Start of Material provided
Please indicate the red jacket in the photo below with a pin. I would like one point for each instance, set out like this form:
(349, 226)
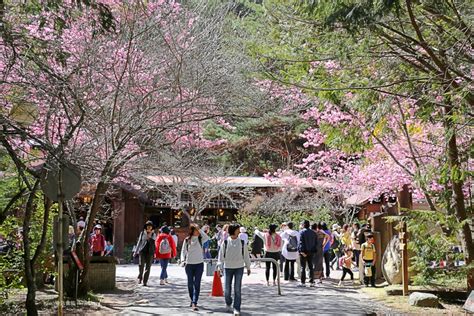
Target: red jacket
(170, 255)
(98, 243)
End of Material provided
# [Exercise aim]
Repeat the listing exactly, pictures excluded.

# [Answer for the task]
Please indicate the red jacket in the photo below with a pin. I would like one point for each instance, set out like this form:
(349, 226)
Target: red jacket
(170, 255)
(98, 243)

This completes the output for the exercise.